_Directions_: Count the lines in the records below that contain the string "bread", and reply with that number alone.

_Information shown_:
● ● ● ●
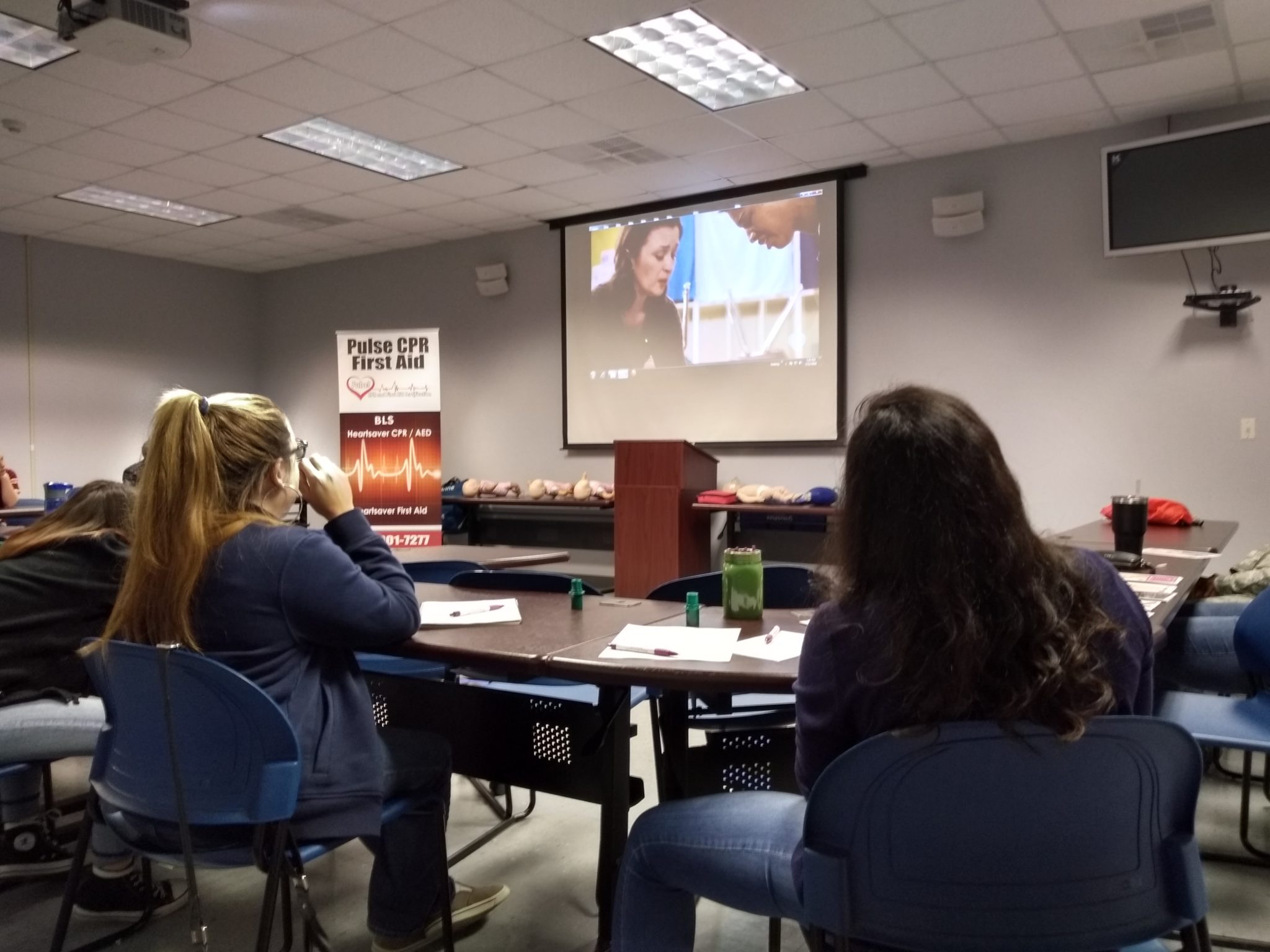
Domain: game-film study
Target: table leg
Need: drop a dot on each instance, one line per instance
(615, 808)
● ● ● ●
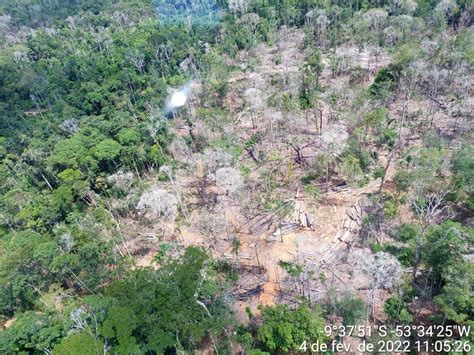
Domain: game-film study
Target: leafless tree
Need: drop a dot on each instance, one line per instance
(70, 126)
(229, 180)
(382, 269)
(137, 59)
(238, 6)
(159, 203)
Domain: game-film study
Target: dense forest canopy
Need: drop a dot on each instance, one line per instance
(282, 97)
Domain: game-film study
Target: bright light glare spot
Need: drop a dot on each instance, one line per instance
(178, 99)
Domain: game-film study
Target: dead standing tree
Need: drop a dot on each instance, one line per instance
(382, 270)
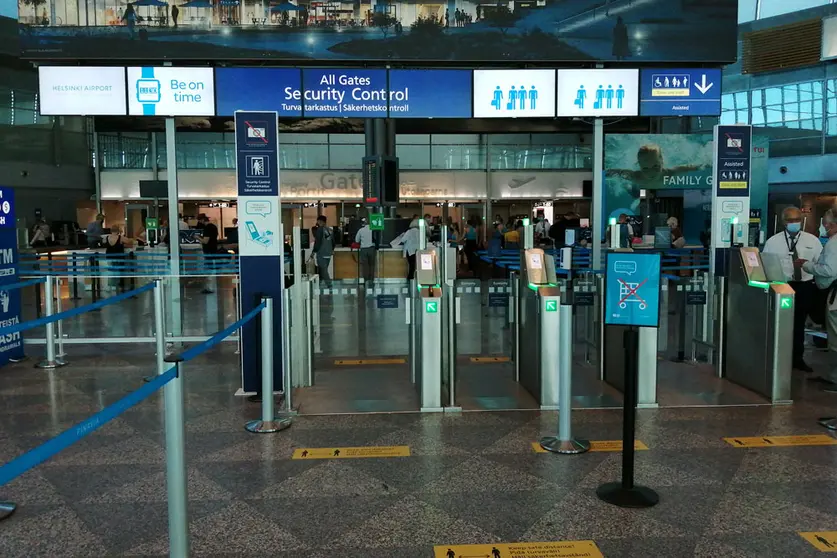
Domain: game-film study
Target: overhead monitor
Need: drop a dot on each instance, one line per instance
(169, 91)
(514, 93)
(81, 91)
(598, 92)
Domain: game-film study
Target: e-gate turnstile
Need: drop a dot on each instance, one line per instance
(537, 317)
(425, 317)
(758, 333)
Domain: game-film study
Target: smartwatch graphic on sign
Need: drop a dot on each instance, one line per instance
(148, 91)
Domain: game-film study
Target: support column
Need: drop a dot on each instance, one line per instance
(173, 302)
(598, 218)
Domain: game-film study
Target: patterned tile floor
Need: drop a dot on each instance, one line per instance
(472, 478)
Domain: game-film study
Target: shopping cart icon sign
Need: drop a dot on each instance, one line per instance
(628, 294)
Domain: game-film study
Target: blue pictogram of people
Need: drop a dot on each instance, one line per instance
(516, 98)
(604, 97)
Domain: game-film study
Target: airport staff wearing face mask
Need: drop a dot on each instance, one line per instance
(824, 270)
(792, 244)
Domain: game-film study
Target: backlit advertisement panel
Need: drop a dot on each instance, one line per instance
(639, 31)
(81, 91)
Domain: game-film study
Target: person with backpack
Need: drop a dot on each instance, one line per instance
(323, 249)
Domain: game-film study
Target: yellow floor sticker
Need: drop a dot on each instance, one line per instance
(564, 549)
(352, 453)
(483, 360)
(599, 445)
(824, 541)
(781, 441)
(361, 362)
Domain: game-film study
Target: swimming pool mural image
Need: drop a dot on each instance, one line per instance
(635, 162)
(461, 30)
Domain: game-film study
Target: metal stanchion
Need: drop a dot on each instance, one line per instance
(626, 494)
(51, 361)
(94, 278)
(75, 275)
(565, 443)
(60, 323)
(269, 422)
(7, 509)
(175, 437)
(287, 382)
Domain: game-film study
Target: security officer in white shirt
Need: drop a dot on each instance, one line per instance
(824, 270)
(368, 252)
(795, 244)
● ● ● ●
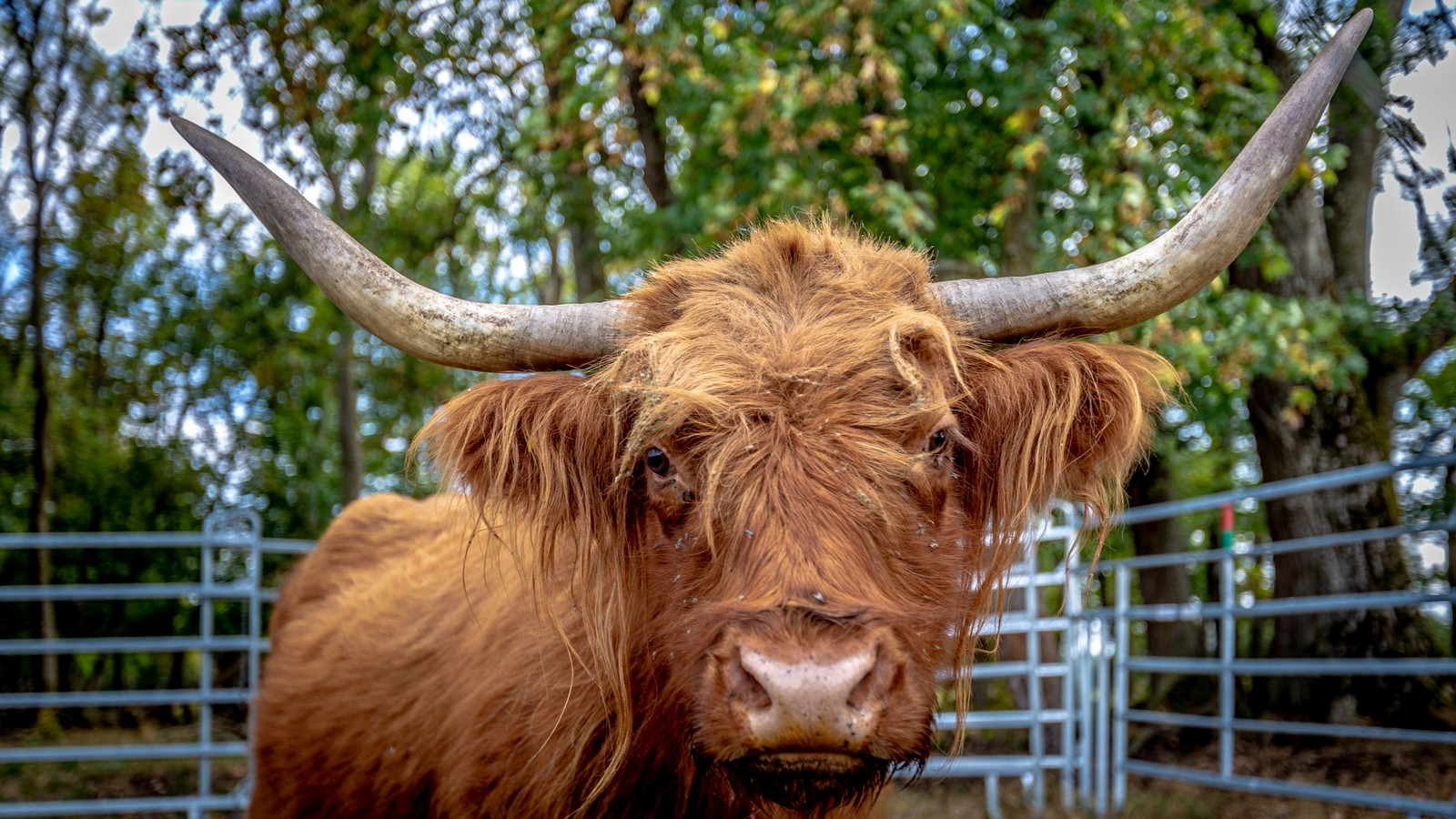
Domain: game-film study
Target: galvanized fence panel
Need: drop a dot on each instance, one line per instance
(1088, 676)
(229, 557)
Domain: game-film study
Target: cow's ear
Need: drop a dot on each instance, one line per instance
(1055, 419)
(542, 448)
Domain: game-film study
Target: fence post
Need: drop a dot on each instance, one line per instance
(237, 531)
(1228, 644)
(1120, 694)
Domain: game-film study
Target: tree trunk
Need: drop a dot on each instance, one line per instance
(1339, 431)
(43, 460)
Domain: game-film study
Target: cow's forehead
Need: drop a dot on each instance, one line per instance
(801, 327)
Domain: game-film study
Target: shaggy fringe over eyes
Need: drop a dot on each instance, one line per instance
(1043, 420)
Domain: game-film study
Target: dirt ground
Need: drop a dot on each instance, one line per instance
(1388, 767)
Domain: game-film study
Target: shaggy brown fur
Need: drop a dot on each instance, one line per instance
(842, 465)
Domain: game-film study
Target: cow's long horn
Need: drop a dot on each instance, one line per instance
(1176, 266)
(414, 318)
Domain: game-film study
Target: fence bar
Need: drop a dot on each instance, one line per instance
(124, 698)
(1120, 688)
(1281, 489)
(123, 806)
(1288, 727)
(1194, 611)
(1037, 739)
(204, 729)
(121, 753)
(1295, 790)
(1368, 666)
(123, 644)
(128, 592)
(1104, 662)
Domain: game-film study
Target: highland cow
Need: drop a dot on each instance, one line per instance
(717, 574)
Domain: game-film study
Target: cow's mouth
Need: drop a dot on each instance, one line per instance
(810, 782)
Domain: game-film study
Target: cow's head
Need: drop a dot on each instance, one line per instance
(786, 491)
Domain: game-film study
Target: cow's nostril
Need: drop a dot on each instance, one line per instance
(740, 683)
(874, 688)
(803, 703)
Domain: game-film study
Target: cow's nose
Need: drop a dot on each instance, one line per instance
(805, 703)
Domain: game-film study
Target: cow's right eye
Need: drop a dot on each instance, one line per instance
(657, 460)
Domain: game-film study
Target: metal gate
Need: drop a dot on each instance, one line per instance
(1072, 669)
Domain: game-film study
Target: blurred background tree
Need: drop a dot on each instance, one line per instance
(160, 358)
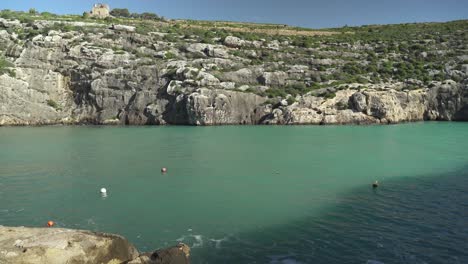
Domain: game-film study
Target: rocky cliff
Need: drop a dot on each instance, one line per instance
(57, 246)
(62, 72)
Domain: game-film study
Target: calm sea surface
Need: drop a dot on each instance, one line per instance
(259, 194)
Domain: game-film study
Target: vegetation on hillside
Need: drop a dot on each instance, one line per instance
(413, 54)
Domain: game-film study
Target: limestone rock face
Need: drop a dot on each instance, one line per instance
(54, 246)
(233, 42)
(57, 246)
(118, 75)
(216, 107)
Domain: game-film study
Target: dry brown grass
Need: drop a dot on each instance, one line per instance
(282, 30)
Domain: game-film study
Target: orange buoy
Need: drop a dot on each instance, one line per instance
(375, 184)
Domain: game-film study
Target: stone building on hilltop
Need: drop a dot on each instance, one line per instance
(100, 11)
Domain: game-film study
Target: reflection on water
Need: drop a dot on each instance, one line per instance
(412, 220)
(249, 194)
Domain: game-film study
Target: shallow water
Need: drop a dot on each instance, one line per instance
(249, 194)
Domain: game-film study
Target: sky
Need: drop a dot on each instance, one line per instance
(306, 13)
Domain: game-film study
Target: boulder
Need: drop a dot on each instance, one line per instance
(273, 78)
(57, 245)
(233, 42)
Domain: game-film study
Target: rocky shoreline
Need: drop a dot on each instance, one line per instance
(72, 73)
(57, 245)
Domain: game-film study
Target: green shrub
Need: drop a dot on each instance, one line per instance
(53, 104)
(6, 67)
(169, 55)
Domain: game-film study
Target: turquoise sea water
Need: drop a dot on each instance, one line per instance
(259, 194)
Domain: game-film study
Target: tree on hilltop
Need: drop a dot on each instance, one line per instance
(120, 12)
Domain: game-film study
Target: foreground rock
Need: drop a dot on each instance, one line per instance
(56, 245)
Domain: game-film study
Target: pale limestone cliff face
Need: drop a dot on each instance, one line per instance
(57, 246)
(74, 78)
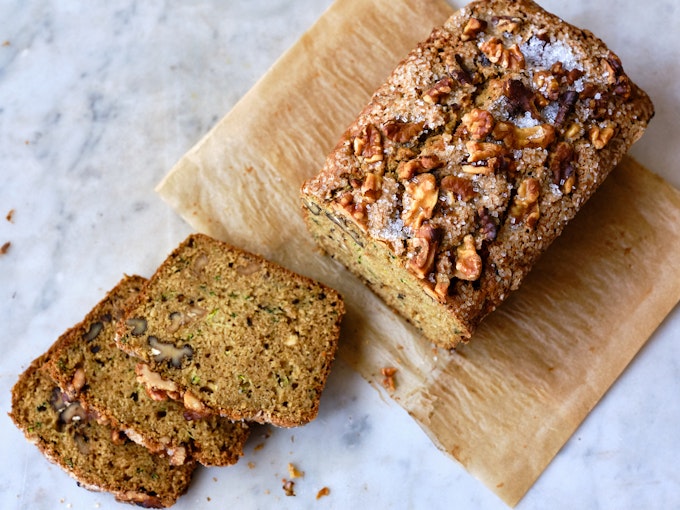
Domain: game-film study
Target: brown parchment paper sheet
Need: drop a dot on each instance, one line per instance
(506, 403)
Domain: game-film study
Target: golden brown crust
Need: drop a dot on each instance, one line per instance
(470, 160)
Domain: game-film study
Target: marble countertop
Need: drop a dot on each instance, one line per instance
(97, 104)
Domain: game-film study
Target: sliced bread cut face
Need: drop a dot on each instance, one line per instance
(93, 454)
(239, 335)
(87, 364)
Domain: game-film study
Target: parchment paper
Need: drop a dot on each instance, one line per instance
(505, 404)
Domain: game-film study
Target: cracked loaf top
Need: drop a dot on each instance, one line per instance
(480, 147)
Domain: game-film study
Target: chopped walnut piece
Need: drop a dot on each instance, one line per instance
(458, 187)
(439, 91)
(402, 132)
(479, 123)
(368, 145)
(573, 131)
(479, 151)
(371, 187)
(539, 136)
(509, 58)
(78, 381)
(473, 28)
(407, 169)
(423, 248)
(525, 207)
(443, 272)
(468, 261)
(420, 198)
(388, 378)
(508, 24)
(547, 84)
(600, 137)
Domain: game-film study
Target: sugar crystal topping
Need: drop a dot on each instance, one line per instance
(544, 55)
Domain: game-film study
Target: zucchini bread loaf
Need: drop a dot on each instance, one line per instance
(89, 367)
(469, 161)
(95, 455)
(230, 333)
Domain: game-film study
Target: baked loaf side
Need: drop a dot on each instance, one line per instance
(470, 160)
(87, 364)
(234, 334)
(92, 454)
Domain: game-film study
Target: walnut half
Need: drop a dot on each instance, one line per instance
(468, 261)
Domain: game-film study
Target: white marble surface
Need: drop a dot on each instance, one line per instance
● ● ● ●
_Answer below_: 2